What you will do: An exact copy of every record is the expected answer.

+ + + + + + +

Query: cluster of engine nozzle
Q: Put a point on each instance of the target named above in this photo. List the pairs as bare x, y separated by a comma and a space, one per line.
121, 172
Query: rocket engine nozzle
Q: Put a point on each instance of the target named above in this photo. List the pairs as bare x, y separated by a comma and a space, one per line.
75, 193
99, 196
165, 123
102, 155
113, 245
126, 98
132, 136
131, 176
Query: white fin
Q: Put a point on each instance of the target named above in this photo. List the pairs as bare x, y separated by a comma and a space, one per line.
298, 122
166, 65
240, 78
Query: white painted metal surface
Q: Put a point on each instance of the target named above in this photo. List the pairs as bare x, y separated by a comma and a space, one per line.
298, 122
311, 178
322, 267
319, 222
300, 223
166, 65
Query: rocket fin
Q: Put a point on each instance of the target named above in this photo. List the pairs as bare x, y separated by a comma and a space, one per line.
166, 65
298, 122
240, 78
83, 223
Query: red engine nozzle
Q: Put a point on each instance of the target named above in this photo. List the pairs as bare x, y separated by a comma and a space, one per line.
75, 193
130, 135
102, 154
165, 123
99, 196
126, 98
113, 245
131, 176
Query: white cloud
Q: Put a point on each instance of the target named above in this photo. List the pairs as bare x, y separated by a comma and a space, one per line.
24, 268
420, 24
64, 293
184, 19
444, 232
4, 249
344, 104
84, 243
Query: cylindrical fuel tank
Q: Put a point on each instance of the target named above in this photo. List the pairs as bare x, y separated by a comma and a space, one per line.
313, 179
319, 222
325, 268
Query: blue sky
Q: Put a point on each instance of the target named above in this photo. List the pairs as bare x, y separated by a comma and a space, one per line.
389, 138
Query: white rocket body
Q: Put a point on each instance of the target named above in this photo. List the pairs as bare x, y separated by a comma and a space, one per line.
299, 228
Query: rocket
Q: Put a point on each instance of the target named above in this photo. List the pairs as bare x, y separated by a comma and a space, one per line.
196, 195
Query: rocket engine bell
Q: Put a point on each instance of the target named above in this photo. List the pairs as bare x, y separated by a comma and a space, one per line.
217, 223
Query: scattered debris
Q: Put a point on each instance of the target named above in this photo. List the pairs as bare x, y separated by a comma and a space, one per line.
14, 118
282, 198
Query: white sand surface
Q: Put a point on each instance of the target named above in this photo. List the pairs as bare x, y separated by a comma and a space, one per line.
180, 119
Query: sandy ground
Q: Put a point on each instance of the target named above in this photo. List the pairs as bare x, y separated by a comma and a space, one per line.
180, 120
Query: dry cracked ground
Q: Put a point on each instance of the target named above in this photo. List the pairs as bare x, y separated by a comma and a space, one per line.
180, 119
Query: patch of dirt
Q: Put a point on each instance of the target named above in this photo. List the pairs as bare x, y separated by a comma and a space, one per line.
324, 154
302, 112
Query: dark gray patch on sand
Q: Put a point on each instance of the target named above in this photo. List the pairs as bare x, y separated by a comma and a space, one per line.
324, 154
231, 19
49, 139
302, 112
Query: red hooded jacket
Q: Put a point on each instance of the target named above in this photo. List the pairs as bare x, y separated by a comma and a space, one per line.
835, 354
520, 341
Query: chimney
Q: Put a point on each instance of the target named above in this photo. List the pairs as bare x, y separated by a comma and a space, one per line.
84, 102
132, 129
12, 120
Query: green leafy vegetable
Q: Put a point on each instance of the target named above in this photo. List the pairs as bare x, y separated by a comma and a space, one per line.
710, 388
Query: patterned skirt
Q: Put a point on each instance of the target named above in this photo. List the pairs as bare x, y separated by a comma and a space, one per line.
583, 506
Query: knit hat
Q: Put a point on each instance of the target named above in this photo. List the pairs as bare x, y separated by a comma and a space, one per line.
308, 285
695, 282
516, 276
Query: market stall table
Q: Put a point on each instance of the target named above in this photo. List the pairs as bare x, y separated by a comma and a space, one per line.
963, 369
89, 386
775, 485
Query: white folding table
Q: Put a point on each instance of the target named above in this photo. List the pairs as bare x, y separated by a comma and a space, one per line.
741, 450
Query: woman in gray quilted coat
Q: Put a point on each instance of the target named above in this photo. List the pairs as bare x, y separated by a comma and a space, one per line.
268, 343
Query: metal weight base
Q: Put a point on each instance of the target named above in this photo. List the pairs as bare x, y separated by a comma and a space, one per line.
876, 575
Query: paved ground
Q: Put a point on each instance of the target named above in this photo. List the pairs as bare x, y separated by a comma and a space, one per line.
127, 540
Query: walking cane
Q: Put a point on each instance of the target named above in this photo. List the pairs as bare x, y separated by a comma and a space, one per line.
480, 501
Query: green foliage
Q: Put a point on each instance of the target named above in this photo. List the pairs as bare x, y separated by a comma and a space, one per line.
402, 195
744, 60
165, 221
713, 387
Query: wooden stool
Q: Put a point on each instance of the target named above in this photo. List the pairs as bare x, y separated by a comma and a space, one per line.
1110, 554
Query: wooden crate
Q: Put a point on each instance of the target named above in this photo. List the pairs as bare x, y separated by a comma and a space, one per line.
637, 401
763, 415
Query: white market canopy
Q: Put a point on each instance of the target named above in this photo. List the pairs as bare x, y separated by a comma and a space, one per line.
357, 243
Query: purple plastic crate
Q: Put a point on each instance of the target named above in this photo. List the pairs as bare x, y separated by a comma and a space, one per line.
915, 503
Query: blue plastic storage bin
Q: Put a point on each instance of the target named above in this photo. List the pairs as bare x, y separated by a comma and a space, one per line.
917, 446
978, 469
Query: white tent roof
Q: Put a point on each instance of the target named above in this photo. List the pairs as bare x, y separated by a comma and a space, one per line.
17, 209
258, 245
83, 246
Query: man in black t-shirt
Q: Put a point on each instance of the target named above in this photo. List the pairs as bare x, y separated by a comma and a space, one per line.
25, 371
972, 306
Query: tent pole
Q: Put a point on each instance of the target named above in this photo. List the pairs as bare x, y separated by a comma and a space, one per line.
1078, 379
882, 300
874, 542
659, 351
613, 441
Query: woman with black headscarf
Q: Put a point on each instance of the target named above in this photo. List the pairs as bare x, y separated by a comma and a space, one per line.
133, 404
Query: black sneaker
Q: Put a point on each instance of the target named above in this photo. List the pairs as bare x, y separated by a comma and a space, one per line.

+ + + + + + +

Exercise result:
Query: cluster of engine nozzle
Q: Put a point on each instance of the target named above in this photo. List the pairs as bare x, y separated by a comma and a space, one per line.
121, 172
Query: rocket engine nozzle
Q: Put a point on each instance of the target named above in this photo. List the pairs as bare x, y separated by a comma and a space, one per line.
75, 193
99, 196
165, 123
102, 155
113, 245
126, 98
132, 136
131, 176
Query: white fin
Q: Put a point on each instance of the target named above in this photo. List the pairs as bare x, y separated by a comma and a space, one per line.
298, 122
166, 65
240, 78
Query: white painted metal surface
Q: Put a point on each instance of the target named above in this photo. List the pairs as bare x, y separated by a comma and a space, one per line.
298, 122
311, 178
322, 267
319, 222
300, 223
166, 65
Query: rocket fin
Q: Put a point on each instance of the target named above in this photo. List the pairs as bare x, y separated by a comma and a space, one per line.
166, 65
298, 122
240, 78
83, 223
Query: red engine nozzle
Q: Put a point on each instance of the target named above in this photo. List the pairs as bare x, y separated by a comma and a space, one per line.
75, 193
130, 135
102, 154
165, 123
99, 196
126, 98
113, 245
131, 176
Query: white cloud
Q: Put a point on each instance of the target named above in this photo. List the pairs as bare x, y separated by a comma and a space, one per line.
24, 268
420, 24
64, 293
184, 19
444, 232
4, 249
344, 104
84, 243
Query: cylindrical fuel tank
Q: Put a point on each instance of the target named above in this photo. List the pairs as bare x, y separated by a comma and a space, one per line.
313, 179
319, 222
325, 268
Query: blue sky
Q: Put a point on each instance of the target named above in this photo. List the pairs as bare x, y separated by a comma and a space, one per line.
389, 138
Query: white rocket body
Q: Put a point on each instance of the target named above in this photo. List the pairs as bare x, y separated by a comma and a space, one per line.
299, 228
Query: rocket
Q: Put a point on each instance of the target named above in this photo. List the pairs as bare x, y separated by a comma and a space, one per line.
196, 195
Query: rocket engine bell
Q: Put a point on each instance of the target named above in this photo. List the pairs as bare x, y separated by a comma and a space, one per line.
217, 223
Query: scattered debris
Q: Put a point on each instance of the target named above in this photo. List the pairs as bare x, y separated by a comma and a space, one per line.
14, 118
282, 198
Query: white sand surface
Q: Put a point on each instance of the target named above in this photo. List the pairs as bare x, y separated by a comma and a space, one per line.
180, 119
Query: sandy ground
Q: Put a point on each instance of the target named above in this photo. List the pairs as bare x, y separated by a comma and a space, one per line.
180, 120
Query: dry cracked ground
Q: Put a point on each instance of the target named above in this photo. List the pairs as bare x, y separated by a comma and a space, one per line.
180, 119
Query: patch of dirt
Q: Put a point on each instance of the target named above in this photo. List the pairs as bare x, y separated by a comma and a space, one per line.
324, 154
302, 112
Query: dark gray patch on sand
Q: Put a point on each instance of the target named above in this photo. List the pairs as bare x, y separated by a comma and a space, one per line.
324, 154
231, 19
49, 139
302, 112
Query: red hooded jacket
Q: Put a point on each instance of the target named above in this photo. List the pairs as bare x, y separated by a comma and a space, one per line.
835, 354
520, 341
Query: chimney
Q: Put a point on each instance of the target named above in this photo. List the pairs as bare x, y separated by a comma and a space, one per line.
84, 102
132, 129
12, 120
Query: green leafy vegetable
Q: Put a point on each instance of the target named above in this photo. List the pairs as bare x, y separated by a comma and a space, one per line.
710, 388
Query: patterned skirt
Q: Put a point on each instance of the target named above in this photo. List the pairs as bare x, y separated by a comma and a space, one per line.
583, 506
Query: knit hat
Q: Put a point on each instance of the target named above in this photo. List the pairs as bare x, y separated by a comma and a space, one per line.
308, 285
695, 282
516, 276
Query: market stall table
Q: Put a point on each instance of the target named above in this photo. List the pairs as bare x, y separated by a comma and a space, one per line.
963, 369
89, 386
775, 485
Query: white folding table
Q: Put a point on each instance of the target named above in this photo. List the pairs as bare x, y separated by a comma and a space, one per line.
741, 450
Query: woman in gray quilted coat
Q: Put a point on each instance of the target named above in this photo. List the pairs as bare x, y separated by a comma and a space, one per line.
268, 343
Query: metal weight base
Q: Put a point on each instance of the target named above in this photo. List the pairs as bare x, y separated by a comma and a space, one per line.
876, 575
Query: paved ground
Q: Put a point on each instance of the target named above in this photo. List the pairs as bare x, y separated by a comma and a space, one per line.
127, 540
Query: walking cane
Q: Put a point on each instance of the target named above in this photo. List the pairs as bare x, y separated by a comma and a space, one per line.
480, 501
Query: green foliage
Q: Put a point on each instance of the target named above in this photo. List the pairs as bare x, y separated by a comma and a space, one per line.
402, 195
744, 60
165, 221
713, 387
Query: wooden stool
Q: Put a point on each instance of the target named above in this photo. List the pairs as bare x, y separated by a comma and a space, one per line.
1110, 554
Query: wooden crate
Q: Put a point on each instance of the target named above in this photo. List the pairs as bare x, y separated by a comma and a space, one per line.
637, 401
763, 415
Query: white market canopy
Q: Put a point on each instance of the target named above in this photo. List the pairs as bare x, y separated by a comma and a space, one per line.
357, 243
Query: purple plastic crate
Q: Put a point on each instance of the target named above in this photo. List the pairs as bare x, y separated by a comma and a space, one per line.
915, 503
Query: blue plastic storage bin
Q: Put a point on each instance of the target named above in this photo. List the pairs as bare x, y separated by a comma and a space, one per line.
917, 446
978, 469
Query: white tent roof
Q: Put a point on each instance of the target named above in this photo. List the pairs as bare x, y separated by a comma and a space, one per line.
17, 209
258, 245
83, 246
Query: man in black t-shirt
Q: Put a point on each instance of the target named above in this photo. List the pairs as bare x, y separated by a comma and a space, one per line.
25, 371
972, 306
Query: tent pole
Q: Put a point on each instance of the target named above in this photo. List the pairs as bare x, y separated by a comma and a space, one per line.
1078, 379
882, 300
874, 542
659, 351
613, 441
Query: woman with black headscarf
Q: Put a point on each instance of the target named above in this photo. List the pairs as bare x, y separated by a comma and a space, one per line.
133, 404
Query: black sneaker
Q: Put a point on each instance of the target named above in this photo. List the pairs as bare x, y separated by a comma and a space, one per line.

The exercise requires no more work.